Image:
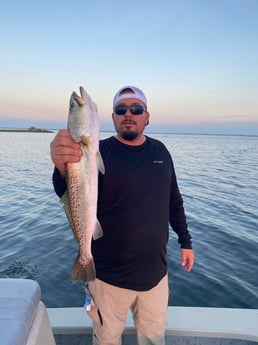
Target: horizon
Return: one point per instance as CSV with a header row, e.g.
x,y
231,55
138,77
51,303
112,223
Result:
x,y
196,61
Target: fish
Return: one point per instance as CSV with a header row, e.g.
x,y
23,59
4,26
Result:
x,y
80,199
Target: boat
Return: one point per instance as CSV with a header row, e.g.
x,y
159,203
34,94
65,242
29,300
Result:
x,y
24,320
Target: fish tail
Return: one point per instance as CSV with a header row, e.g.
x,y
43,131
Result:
x,y
82,272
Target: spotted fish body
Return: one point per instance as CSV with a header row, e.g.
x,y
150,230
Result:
x,y
80,199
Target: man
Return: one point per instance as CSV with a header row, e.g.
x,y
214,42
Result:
x,y
138,197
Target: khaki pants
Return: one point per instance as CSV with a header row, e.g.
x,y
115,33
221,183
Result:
x,y
109,307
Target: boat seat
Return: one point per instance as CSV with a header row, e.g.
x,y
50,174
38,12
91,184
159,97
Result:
x,y
22,316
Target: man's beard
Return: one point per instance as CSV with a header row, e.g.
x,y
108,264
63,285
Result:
x,y
128,135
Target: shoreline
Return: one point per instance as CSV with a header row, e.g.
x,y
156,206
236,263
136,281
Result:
x,y
30,130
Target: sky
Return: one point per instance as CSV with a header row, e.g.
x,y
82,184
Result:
x,y
196,61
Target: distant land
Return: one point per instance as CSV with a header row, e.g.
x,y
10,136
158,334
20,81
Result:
x,y
29,130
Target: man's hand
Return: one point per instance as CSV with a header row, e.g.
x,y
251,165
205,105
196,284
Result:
x,y
63,149
187,259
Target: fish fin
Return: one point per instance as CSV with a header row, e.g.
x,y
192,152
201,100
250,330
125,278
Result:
x,y
100,163
98,232
65,202
84,273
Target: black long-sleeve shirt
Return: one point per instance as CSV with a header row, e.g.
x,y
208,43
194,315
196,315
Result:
x,y
138,197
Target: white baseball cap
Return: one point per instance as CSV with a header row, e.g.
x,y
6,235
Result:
x,y
133,92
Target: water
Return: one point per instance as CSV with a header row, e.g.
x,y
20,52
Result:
x,y
219,181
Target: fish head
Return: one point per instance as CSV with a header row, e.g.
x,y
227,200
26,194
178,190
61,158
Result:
x,y
82,119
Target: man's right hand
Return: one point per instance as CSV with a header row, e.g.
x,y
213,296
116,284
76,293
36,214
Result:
x,y
63,149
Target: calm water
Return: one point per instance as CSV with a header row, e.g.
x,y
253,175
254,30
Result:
x,y
218,178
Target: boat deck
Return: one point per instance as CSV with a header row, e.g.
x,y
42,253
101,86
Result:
x,y
182,322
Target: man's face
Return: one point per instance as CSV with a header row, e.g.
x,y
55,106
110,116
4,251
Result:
x,y
130,126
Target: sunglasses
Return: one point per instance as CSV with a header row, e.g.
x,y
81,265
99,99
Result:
x,y
134,109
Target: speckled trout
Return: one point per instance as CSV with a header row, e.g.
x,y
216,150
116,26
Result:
x,y
80,199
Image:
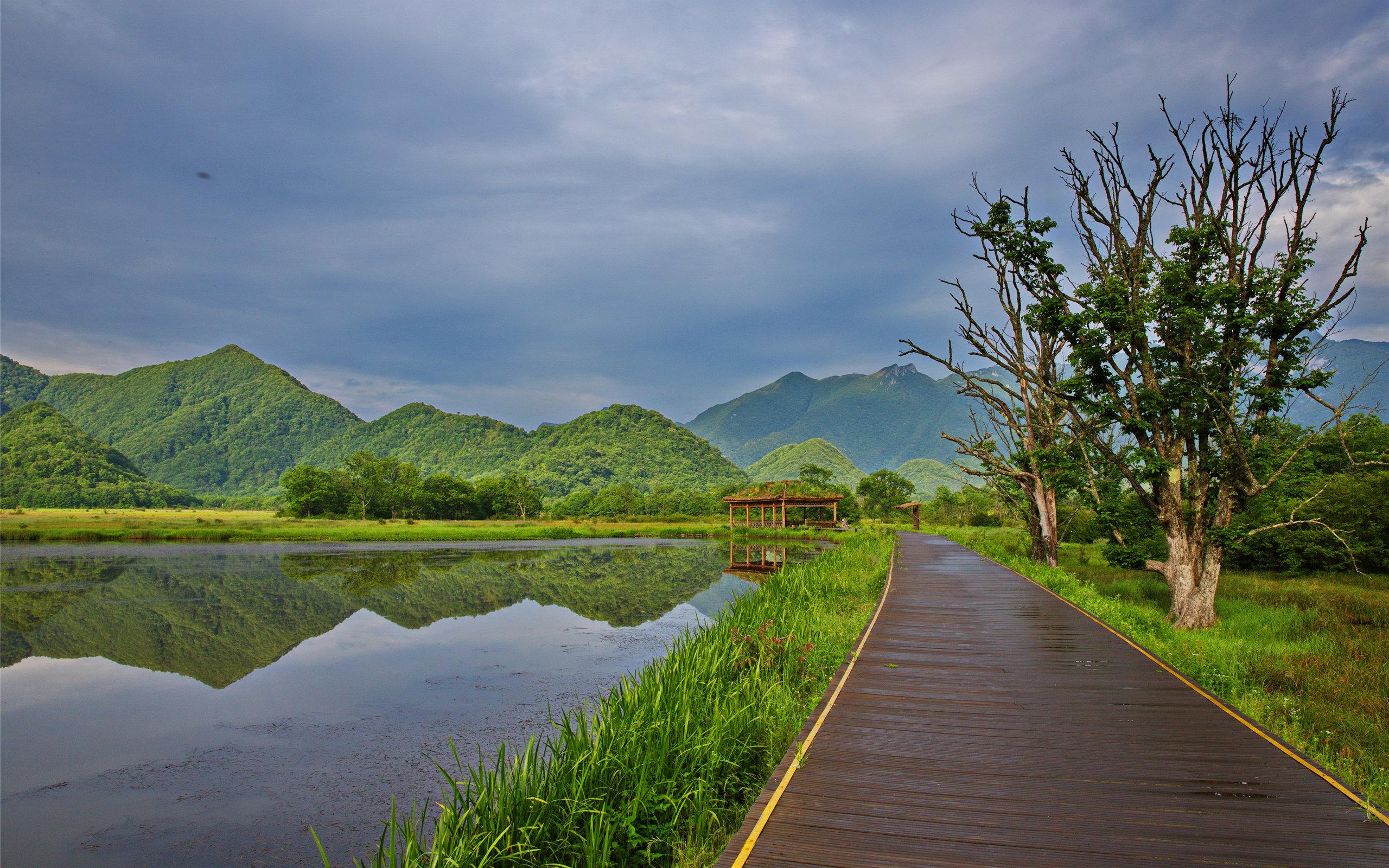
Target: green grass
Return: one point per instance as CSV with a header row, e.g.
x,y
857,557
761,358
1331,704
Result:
x,y
246,525
663,768
1305,656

● ● ● ● ●

**The problem**: Please print, exactly as given, the lines running from the beginning of the listing through the line containing "Target: fish tail", omitting each picture.

**Response for this exercise**:
Image:
Target: horizon
Return: one point per instance as CSV with a header row, e.g.
x,y
231,55
138,77
51,303
112,223
Result:
x,y
196,61
Target: fish
Return: one point per instance as CSV with a header row, e.g.
x,y
23,59
4,26
Result:
x,y
80,199
Target: boat
Return: one point per instance as CSV with a header row, e.g.
x,y
159,203
34,94
65,242
29,300
Result:
x,y
24,320
Target: fish tail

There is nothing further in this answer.